## start Text excerpt

Replace the values for the collision energy. Parameter value has to be of typenumeric.

setReplaceMethod("collisionEnergy", "MsBackendTest", function(object, value) {
    object$collisionEnergy <- value
    object
})

collisionEnergy(be) <- c(NA_real_, 20.0, 20.0)
collisionEnergy(be)

## [1] NA 20 20

`dataOrigin<-`

Replace the values for the data origin spectra variable. Parameter value has to be of type character.

setReplaceMethod("dataOrigin", "MsBackendTest", function(object, value) {
    object$dataOrigin <- value
    object
})

dataOrigin(be)

## [1] "<user provided>" "<user provided>" "<user provided>"

dataOrigin(be) <- c("unknown", "file a", "file b")
dataOrigin(be)

## [1] "unknown" "file a"  "file b"

`dataStorage<-`

Replace the values for the data storage spectra variable. Parameter value has to be of type character. Since our backend does not really make any use of this spectra variable, we can accept any character value. For other backends, that for example need to load data on-the-fly from data files, this spectra variable could be used to store the name of the data files and hence we would need to perform some additional checks within this replacement function.

setReplaceMethod("dataStorage", "MsBackendTest", function(object, value) {
    object$dataStorage <- value
    object
})

dataStorage(be)

## [1] "<memory>" "<memory>" "<memory>"

dataStorage(be) <- c("", "", "")
dataStorage(be)

## [1] "" "" ""

`isolationWindowLowerMz<-`

Replace the values for the isolation window lower m/z spectra variable. Parameter value has to be of type numeric (NA_real_ missing values are supported, e.g. for MS1 spectra).

setReplaceMethod(
    "isolationWindowLowerMz", "MsBackendTest", function(object, value) {
        object$isolationWindowLowerMz <- value
        object
    })

isolationWindowLowerMz(be) <- c(NA_real_, 245.3, NA_real_)
isolationWindowLowerMz(be)

## [1]    NA 245.3    NA

`isolationWindowTargetMz<-`

Replace the values for the isolation window target m/z spectra variable. Parameter value has to be of type numeric (NA_real_ missing values are supported, e.g. for MS1 spectra).

setReplaceMethod(
    "isolationWindowTargetMz", "MsBackendTest", function(object, value) {
        object$isolationWindowTargetMz <- value
        object
    })

isolationWindowTargetMz(be) <- c(NA_real_, 245.4, NA_real_)
isolationWindowTargetMz(be)

## [1]    NA 245.4    NA

`isolationWindowUpperMz<-`

Replace the values for the isolation window upper m/z spectra variable. Parameter value has to be of type numeric (NA_real_ missing values are supported, e.g. for MS1 spectra).

## end Text excerpt

=== To do ===
1. According to the text on MsBackendTest replacement methods, why can this backend accept any character value for the data storage spectra variable?
2. Pick up the text on MsBackendTest replacement methods after its final sentence and continue it.

## start Data section

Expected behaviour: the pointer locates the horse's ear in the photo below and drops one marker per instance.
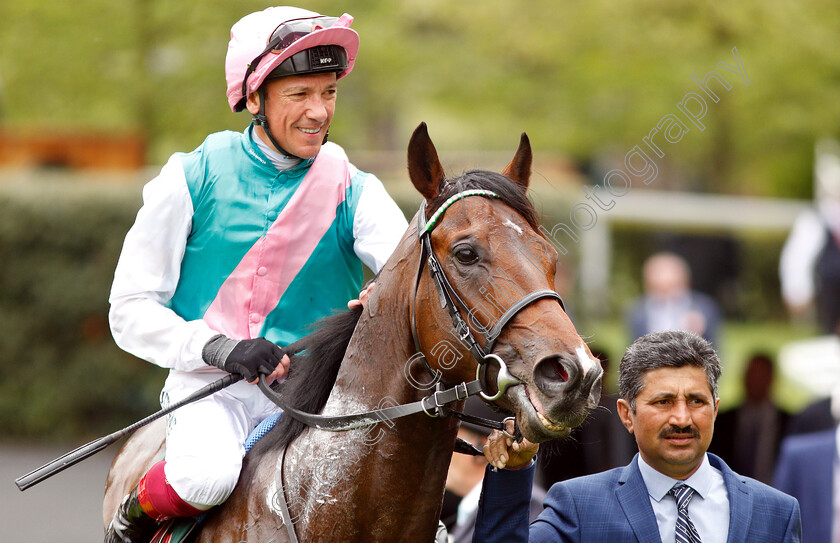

## end Data section

=== Results of the exercise ===
1. It does not really make any use of that spectra variable.

2.
setReplaceMethod(
    "isolationWindowUpperMz", "MsBackendTest", function(object, value) {
        object$isolationWindowUpperMz <- value
        object
    })

isolationWindowUpperMz(be) <- c(NA_real_, 245.5, NA_real_)
isolationWindowUpperMz(be)

## [1]    NA 245.5    NA

`msLevel<-`

Replace the MS level of spectra in a backend. Parameter value has to be of type integer. Missing values (NA_integer_) are supported.

setReplaceMethod("msLevel", "MsBackendTest", function(object, value) {
    object$msLevel <- value
    object
})

msLevel(be)

## [1] 2 1 2

msLevel(be) <- c(1L, 1L, 2L)
msLevel(be)

## [1] 1 1 2

`polarity<-`

Replace the values for the polarity spectra variables. Parameter value has to be of type integer and should ideally also use the standard encoding 0Land 1L for negative and positive polarity (and NA_integer for missing). Thus, in our implementation we also make sure the input parameter contains the expected values (although this is not a strictly required).

setReplaceMethod("polarity", "MsBackendTest", function(object, value) {
    if (!all(value %in% c(0, 1, NA)))
        stop("'polarity' should be encoded as 0L (negative), 1L (positive) ",
             "with missing values being NA_integer_")
    object$polarity <- value
    object
})

polarity(be) <- c(0L, 0L, 0L)
polarity(be)

## [1] 0 0 0

`rtime<-`

Replace the retention times for the spectra represented by the backend. Parameter value must be of type numeric. Also, although it is not a strict requirement, retention times should ideally be ordered increasingly per sample and their unit should be seconds.

setReplaceMethod("rtime", "MsBackendTest", function(object, value) {
    object$rtime <- value
    object
})

rtime(be)

## [1] 1.2 1.3 1.4

rtime(be) <- rtime(be) + 2
rtime(be)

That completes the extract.